** SET EXERCISE **
Quote the material between the lines holding "like point(228, 12)?" and "point(690, 194)", inclusive.

** THE INPUT **
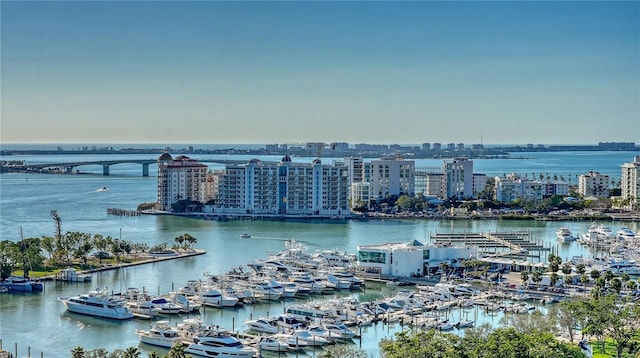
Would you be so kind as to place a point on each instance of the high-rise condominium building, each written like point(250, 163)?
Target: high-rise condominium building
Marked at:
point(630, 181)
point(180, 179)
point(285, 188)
* * *
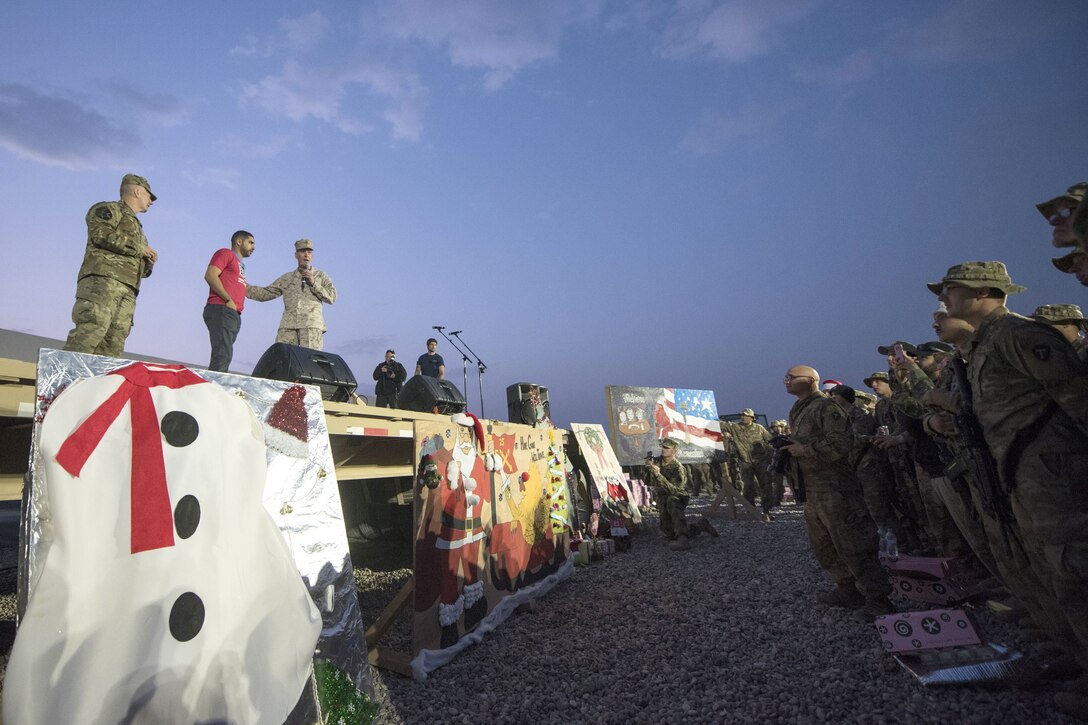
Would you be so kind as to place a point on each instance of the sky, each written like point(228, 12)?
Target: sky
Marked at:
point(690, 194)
* * *
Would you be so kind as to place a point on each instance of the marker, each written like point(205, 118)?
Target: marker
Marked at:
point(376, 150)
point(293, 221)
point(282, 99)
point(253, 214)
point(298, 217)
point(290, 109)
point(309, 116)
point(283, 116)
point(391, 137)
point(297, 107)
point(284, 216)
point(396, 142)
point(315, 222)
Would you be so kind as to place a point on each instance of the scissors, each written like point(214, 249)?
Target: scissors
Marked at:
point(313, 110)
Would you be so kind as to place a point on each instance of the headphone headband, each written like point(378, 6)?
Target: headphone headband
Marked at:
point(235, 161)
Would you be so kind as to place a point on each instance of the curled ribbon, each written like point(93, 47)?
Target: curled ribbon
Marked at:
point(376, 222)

** FULL RESPONSE **
Would you be so kind as to place a point on each instance of the sky, each written like point(228, 12)?
Target: sky
Marked at:
point(690, 194)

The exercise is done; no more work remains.